## TEXTO
Diciembre 6, 2024

Bajo el imperio de la demagogia

Nunca antes había quedado tan nítido el interés de los partidos y de la clase política por aferrarse al poder sin saber  a qué objetivo servir.  Aunque son contados con los dedos de la mano,  existen algunos dirigentes que habiendo alcanzado altos cargos en La Moneda o el Parlamento, posteriormente desistieron de seguir en carrera y se retiraron a la vida privada.

 

 

 

Desilusionados, generalmente, por la forma en que se ha degradado la política,  y/o convencidos de que las grandes decisiones en nuestro país realmente las toman los grandes empresarios, las consienten los militares o son impuestas desde el extranjero. Especialmente por los Estados Unidos y las distintas entidades financieras internacionales.

Los que por más de 26 años se han rotado en las instituciones públicas renunciaron a emprender cambios o actuar de auténticos mandatarios de esa voluntad popular que dicen representar. Desde hace tiempo no asoman liderazgos o referentes que tengan convicciones y no cultiven esa vieja  demagogia a fin de mantenerse en sus cargos, aunque sea defraudando una y otra vez  al pueblo.

Patricio Aylwin constituyó la esperanza de muchos en cuanto a que por fin llegaría  la democracia y se haría verdad, justicia y reparación por todos los crímenes de la Dictadura. Sin embargo, lo que se impuso, finalmente,  fue esta “justicia en la medida de lo posible”, como la consagración de la Constitución y el modelo económico social de Pinochet. Asimismo, aunque la cifra de la extrema pobreza efectivamente disminuyera, ello no impidió que,  sin embargo,  se mantuviera y profundizara la brecha entre los que más ganan y los que menos perciben. Es decir, se prolongara la desigualdad social.

## REGISTROS EXTRAÍDOS
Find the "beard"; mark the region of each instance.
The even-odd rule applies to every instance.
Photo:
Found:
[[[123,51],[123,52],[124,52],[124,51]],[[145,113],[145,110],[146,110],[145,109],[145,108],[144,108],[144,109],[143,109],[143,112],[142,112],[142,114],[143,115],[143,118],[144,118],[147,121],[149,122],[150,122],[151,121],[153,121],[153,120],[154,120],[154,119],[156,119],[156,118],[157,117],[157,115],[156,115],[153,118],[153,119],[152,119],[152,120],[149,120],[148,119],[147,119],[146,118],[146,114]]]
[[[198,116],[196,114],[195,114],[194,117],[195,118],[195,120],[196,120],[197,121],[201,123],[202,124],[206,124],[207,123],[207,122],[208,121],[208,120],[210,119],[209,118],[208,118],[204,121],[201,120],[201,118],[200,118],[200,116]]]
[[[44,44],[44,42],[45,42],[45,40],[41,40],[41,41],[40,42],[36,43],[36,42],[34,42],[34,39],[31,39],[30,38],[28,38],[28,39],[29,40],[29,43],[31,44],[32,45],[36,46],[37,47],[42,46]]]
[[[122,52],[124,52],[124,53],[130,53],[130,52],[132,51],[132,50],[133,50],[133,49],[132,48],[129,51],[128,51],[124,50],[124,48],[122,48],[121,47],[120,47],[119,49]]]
---
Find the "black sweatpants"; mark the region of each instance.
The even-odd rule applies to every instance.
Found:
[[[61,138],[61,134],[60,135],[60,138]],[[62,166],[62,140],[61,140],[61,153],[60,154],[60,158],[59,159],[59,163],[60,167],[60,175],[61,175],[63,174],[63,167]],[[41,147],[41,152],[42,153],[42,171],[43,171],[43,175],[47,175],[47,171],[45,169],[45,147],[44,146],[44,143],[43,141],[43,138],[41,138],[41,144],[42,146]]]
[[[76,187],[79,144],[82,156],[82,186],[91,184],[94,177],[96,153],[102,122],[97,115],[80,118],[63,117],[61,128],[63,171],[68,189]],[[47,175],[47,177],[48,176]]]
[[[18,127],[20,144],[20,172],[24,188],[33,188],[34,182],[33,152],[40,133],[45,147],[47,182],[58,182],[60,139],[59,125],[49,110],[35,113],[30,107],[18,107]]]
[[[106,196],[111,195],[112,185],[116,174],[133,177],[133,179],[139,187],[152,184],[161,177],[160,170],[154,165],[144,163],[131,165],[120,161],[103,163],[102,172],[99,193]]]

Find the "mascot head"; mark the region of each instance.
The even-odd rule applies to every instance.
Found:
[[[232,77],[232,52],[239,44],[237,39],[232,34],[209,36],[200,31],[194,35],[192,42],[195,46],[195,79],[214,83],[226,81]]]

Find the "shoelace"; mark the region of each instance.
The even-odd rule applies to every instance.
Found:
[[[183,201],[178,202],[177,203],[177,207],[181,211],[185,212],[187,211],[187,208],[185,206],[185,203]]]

## PROBLEMAS Y TAREAS
1. Según el texto sobre la demagogia, ¿durante cuánto tiempo se han rotado algunos en las instituciones públicas?
2. Reproduce todo el pasaje del texto sobre la demagogia, desde "Diciembre 6, 2024" hasta "entidades financieras internacionales.".

## RESPUESTAS POR TAREA
1. Por más de 26 años.

2.
Diciembre 6, 2024

Bajo el imperio de la demagogia

Nunca antes había quedado tan nítido el interés de los partidos y de la clase política por aferrarse al poder sin saber  a qué objetivo servir.  Aunque son contados con los dedos de la mano,  existen algunos dirigentes que habiendo alcanzado altos cargos en La Moneda o el Parlamento, posteriormente desistieron de seguir en carrera y se retiraron a la vida privada.

 

 

 

Desilusionados, generalmente, por la forma en que se ha degradado la política,  y/o convencidos de que las grandes decisiones en nuestro país realmente las toman los grandes empresarios, las consienten los militares o son impuestas desde el extranjero. Especialmente por los Estados Unidos y las distintas entidades financieras internacionales.